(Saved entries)
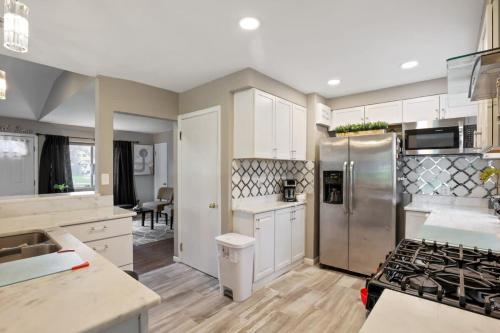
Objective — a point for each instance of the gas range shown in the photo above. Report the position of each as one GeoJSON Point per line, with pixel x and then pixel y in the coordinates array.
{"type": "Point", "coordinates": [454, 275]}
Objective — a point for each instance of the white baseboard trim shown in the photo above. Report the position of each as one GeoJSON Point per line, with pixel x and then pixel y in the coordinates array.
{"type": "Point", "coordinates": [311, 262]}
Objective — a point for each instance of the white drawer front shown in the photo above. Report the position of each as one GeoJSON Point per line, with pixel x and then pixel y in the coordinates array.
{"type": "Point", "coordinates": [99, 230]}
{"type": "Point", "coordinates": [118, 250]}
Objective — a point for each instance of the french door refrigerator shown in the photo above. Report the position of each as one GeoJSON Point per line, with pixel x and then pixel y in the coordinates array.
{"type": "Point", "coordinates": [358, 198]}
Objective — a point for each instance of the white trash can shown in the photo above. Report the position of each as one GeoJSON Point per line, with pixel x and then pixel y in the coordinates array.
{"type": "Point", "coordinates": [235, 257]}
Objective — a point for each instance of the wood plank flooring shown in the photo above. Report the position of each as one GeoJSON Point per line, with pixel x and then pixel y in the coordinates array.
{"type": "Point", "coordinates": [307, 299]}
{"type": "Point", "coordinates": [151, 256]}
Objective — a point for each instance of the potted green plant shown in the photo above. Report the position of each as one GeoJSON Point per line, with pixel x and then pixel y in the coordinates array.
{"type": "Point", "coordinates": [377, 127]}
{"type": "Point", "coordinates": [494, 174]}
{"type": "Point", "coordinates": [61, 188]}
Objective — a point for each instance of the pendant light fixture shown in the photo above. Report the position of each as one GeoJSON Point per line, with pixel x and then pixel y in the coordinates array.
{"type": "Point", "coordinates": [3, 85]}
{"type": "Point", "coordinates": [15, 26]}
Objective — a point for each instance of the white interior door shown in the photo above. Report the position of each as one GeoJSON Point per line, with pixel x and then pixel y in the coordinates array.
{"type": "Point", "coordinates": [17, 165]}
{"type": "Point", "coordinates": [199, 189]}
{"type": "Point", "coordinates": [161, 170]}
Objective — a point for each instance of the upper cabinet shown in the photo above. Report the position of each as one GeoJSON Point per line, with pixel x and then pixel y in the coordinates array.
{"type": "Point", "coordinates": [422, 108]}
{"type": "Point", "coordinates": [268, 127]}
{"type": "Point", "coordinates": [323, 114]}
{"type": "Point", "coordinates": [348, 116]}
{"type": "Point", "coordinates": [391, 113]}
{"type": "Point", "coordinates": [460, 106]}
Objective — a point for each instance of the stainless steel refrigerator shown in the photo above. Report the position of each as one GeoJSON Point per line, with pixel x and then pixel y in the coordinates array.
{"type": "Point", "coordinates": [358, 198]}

AIM OF THE TASK:
Could you repeat every line of the data, starting at the line containing "Objective — a point for each instance of the white interior" and ending at the last line of the data, with both ends included, shifting each coordinate value in the answers by -27 and leaving all other text unchanged?

ANSWER FOR THIS EXERCISE:
Objective — a point for each instance of the white interior door shown in the photo above. Report the position of each as one GeoJSON Point per line, with pixel x and then pixel y in the coordinates array.
{"type": "Point", "coordinates": [-10, 138]}
{"type": "Point", "coordinates": [172, 162]}
{"type": "Point", "coordinates": [134, 143]}
Objective — a point for each instance of the upper cabinet shown in the photo above. Report the position of each as one GeoJSON Point per line, with pixel x and then pixel y in the coordinates array.
{"type": "Point", "coordinates": [395, 81]}
{"type": "Point", "coordinates": [241, 100]}
{"type": "Point", "coordinates": [296, 87]}
{"type": "Point", "coordinates": [321, 89]}
{"type": "Point", "coordinates": [364, 86]}
{"type": "Point", "coordinates": [433, 79]}
Objective — a point for each instance of the stainless steel refrigerator shown in the photo above. Report the position of each as one GeoJSON Point per line, with pixel x and then pixel y in the coordinates array.
{"type": "Point", "coordinates": [331, 171]}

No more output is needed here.